━━ Material provided ━━
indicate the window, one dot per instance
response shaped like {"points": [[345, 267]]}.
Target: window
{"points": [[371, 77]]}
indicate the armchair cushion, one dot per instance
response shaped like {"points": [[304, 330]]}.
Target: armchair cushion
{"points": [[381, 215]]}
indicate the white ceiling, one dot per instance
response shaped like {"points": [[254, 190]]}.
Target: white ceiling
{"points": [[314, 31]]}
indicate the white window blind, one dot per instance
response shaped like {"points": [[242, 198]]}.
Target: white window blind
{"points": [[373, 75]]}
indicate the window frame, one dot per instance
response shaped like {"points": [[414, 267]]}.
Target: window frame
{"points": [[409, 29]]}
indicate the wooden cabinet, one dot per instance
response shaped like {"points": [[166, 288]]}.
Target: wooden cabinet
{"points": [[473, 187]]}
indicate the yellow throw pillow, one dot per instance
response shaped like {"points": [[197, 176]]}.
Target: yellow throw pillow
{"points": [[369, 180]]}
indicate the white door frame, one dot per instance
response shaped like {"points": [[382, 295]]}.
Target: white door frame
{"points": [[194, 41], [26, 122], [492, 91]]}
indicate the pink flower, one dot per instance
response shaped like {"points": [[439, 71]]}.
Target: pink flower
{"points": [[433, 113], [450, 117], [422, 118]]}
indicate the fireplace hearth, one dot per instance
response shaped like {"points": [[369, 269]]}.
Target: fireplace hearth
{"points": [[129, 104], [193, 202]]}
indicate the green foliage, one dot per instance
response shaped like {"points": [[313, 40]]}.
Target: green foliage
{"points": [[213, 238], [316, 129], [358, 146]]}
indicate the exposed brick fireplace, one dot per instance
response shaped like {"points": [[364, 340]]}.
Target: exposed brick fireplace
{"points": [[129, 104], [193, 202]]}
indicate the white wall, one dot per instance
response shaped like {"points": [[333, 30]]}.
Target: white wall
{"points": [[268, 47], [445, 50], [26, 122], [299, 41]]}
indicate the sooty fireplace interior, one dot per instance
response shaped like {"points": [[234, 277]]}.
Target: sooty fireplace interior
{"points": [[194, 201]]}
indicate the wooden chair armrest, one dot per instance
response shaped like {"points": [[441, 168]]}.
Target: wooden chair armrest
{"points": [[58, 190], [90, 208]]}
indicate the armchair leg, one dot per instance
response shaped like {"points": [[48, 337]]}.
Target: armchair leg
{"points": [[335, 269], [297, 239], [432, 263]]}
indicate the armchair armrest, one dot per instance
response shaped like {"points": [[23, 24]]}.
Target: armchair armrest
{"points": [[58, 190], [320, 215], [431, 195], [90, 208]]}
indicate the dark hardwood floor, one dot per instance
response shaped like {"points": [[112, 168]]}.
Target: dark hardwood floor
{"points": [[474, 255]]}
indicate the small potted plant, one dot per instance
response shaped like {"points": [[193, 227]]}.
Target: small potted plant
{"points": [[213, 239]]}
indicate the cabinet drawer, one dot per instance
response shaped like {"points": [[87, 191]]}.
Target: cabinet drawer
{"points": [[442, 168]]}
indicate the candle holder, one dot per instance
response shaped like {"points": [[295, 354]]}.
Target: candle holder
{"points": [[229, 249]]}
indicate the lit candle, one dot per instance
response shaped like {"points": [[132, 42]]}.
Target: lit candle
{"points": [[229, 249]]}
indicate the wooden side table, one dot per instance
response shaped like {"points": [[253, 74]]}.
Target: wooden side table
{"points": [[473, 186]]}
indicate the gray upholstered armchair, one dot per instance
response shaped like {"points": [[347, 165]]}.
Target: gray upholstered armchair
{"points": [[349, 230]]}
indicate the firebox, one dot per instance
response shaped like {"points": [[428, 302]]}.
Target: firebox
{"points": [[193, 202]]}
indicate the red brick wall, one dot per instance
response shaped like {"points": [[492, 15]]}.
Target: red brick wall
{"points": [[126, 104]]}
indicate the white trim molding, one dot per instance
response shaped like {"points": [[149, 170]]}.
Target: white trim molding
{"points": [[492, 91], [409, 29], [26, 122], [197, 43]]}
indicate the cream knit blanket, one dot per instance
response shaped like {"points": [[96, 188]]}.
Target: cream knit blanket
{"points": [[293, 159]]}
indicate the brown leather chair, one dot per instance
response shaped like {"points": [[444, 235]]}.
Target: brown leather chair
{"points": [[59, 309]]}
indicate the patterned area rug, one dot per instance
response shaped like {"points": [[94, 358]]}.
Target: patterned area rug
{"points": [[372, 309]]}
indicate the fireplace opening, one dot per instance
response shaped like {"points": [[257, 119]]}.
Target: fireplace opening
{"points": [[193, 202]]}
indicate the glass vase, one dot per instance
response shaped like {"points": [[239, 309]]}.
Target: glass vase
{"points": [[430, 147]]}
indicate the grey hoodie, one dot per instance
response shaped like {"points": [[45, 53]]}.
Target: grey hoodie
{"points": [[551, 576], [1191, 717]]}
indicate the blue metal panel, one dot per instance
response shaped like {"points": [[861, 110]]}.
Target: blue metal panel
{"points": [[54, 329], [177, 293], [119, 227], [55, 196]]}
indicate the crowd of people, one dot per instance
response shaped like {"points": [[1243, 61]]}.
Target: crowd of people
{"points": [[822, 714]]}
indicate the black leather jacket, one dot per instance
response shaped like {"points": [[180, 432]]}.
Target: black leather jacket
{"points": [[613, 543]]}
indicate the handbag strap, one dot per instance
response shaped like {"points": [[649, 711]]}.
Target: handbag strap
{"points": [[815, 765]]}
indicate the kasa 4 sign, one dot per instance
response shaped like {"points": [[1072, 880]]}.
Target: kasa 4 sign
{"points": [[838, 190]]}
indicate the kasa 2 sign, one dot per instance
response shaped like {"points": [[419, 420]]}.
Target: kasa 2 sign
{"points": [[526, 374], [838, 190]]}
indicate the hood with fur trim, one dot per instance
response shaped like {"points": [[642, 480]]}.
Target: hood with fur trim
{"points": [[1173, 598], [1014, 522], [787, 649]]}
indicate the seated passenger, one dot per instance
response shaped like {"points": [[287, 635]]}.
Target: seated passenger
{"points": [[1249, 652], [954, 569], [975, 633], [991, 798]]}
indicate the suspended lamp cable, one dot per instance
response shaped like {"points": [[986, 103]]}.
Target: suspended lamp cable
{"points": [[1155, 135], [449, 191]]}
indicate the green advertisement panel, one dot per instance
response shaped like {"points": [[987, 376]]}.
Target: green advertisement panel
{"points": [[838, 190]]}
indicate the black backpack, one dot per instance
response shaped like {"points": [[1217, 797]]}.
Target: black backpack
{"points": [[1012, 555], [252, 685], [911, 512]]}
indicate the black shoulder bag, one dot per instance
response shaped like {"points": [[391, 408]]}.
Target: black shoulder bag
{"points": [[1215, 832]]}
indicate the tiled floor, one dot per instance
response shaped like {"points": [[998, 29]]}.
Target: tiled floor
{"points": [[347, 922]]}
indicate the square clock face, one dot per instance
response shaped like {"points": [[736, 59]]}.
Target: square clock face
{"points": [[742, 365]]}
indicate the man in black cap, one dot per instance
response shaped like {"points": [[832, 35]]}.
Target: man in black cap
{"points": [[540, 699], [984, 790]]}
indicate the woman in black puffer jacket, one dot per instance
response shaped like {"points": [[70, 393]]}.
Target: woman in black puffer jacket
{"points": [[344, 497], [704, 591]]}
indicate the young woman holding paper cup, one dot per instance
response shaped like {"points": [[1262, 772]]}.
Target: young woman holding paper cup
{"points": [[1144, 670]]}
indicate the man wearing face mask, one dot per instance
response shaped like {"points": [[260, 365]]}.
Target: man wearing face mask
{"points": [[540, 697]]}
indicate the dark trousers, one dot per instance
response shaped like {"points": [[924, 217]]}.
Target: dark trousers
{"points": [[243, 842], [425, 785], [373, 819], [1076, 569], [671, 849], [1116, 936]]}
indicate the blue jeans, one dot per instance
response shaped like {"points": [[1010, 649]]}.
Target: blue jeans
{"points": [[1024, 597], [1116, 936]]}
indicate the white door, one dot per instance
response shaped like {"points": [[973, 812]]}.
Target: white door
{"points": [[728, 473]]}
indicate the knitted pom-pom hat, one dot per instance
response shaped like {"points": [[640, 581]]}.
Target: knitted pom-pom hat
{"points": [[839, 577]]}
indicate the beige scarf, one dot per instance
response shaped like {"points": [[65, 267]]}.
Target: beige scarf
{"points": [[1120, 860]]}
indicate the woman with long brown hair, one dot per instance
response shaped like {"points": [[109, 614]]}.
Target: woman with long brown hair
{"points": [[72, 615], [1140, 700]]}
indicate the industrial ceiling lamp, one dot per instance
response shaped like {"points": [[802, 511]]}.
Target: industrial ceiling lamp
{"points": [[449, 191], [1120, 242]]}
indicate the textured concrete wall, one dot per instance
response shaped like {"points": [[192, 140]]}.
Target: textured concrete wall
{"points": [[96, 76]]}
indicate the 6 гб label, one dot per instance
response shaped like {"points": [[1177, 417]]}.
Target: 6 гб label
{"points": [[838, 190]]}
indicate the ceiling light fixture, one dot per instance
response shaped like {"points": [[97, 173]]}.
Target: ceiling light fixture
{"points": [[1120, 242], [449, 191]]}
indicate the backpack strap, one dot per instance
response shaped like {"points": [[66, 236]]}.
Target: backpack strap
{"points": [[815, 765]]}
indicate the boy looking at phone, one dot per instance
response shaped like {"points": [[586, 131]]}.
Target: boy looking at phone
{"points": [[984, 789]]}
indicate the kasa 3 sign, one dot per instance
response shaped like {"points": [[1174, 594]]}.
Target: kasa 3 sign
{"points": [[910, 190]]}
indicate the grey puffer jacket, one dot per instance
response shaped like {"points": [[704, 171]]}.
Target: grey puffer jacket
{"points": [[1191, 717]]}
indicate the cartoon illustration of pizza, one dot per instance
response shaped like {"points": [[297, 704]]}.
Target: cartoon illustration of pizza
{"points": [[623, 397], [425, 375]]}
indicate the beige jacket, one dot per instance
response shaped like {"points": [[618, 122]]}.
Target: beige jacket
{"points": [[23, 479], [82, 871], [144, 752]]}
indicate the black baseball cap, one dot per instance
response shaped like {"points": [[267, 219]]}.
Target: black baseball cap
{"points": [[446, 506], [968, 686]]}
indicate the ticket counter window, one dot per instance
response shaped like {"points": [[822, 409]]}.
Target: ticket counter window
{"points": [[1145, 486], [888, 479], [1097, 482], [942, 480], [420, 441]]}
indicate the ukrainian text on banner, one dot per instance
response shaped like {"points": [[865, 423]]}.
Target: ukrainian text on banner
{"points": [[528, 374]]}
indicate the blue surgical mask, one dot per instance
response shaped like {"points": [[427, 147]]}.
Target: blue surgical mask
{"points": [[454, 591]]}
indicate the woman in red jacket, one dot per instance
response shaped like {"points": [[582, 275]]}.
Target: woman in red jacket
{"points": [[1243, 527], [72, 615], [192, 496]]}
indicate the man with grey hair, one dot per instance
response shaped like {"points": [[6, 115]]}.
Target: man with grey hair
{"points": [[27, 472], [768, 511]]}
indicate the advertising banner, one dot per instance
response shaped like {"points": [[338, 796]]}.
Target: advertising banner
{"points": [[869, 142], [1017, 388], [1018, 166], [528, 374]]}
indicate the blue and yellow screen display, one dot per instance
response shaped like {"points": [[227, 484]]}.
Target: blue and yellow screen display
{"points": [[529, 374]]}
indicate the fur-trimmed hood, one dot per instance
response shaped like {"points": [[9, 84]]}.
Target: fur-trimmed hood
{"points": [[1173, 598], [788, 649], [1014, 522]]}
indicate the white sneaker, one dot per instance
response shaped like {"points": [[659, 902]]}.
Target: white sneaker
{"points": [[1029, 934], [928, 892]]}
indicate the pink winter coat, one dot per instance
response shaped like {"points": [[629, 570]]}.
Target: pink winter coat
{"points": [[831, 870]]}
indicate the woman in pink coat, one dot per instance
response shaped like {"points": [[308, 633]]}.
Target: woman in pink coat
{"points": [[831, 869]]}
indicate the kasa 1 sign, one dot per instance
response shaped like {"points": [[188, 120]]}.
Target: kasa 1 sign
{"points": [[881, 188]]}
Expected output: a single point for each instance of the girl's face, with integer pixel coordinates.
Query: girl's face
━━━
### Problem requirements:
For each line above that contains the word "girl", give the line as it is written.

### Result:
Expected output: a single point for each instance of the girl's face, with integer pixel coordinates.
Query: girl's face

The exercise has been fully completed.